● Objectif de la tâche: Extrayez, s'il vous plaît, chaque ligne des entrées ci-dessous qui contient le mot « garden ». La distinction entre majuscules et minuscules compte.

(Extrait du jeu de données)
★ ★ ★ ★ ★ ★ ★

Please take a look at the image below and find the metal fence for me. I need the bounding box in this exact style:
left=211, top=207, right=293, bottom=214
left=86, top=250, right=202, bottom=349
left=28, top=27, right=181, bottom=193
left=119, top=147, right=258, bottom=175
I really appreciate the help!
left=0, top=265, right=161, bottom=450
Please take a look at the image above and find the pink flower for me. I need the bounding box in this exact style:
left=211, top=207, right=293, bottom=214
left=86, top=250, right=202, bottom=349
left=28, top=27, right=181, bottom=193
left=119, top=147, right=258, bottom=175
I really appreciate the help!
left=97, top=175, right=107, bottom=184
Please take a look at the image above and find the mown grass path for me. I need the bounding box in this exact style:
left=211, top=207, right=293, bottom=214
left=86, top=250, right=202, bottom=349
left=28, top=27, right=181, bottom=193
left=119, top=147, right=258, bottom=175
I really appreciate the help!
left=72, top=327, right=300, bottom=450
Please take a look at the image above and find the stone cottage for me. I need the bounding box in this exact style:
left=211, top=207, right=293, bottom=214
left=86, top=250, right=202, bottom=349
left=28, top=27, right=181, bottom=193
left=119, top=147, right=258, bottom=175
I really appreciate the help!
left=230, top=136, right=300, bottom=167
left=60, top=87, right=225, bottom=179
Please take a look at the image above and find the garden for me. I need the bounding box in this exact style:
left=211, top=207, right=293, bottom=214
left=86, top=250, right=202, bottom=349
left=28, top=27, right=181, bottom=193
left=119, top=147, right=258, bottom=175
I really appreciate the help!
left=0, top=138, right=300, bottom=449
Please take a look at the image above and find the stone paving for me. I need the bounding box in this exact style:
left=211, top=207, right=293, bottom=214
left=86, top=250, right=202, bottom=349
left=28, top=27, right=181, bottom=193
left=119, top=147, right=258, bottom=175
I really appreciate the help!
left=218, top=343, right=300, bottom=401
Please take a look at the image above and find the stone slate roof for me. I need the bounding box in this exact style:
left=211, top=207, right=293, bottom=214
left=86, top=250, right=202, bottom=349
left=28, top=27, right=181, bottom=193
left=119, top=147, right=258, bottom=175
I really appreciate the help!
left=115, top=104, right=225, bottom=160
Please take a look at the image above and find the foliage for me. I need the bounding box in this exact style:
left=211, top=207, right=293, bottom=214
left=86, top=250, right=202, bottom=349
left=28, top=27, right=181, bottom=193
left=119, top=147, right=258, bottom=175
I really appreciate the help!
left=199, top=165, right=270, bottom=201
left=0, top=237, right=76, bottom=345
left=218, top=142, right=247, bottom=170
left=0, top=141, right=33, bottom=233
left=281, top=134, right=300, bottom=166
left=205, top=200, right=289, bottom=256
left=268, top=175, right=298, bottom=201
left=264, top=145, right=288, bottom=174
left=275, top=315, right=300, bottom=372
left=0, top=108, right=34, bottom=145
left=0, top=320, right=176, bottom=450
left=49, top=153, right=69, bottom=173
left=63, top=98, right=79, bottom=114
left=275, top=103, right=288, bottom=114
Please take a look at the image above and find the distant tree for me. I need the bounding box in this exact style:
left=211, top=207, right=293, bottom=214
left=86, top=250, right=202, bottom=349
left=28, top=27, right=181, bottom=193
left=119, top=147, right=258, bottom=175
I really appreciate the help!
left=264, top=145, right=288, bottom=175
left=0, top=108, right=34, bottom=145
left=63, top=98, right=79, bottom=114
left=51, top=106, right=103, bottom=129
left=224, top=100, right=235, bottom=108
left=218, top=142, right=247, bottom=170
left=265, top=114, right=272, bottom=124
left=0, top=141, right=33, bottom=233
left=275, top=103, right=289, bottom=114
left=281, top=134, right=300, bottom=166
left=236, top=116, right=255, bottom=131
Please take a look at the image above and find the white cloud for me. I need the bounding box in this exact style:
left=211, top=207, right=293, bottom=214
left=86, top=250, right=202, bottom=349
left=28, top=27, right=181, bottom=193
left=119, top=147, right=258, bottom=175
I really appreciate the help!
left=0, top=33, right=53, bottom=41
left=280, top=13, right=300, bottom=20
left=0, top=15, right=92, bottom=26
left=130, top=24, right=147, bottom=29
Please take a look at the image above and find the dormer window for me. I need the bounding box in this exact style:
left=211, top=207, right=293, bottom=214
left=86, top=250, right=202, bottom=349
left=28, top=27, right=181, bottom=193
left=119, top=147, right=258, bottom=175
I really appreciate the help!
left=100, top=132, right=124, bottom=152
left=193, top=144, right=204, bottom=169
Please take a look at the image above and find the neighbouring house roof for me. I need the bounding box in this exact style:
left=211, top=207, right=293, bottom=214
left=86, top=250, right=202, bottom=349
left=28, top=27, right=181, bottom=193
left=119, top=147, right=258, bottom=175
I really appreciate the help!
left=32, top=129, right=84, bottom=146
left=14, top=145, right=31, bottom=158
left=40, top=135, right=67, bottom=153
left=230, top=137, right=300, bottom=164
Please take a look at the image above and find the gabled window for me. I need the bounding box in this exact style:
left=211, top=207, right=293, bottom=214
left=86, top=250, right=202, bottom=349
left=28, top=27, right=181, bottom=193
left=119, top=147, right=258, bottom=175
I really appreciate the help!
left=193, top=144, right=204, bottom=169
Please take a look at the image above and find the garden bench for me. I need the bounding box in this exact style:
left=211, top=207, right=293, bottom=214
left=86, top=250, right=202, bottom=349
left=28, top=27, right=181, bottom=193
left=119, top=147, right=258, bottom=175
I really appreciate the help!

★ ★ ★ ★ ★ ★ ★

● Réponse correcte:
Please take a look at the image above and find the garden for me. I need the bounding box in this exact style:
Please take a look at the image above and find the garden bench for me. I need the bounding box in this exact style:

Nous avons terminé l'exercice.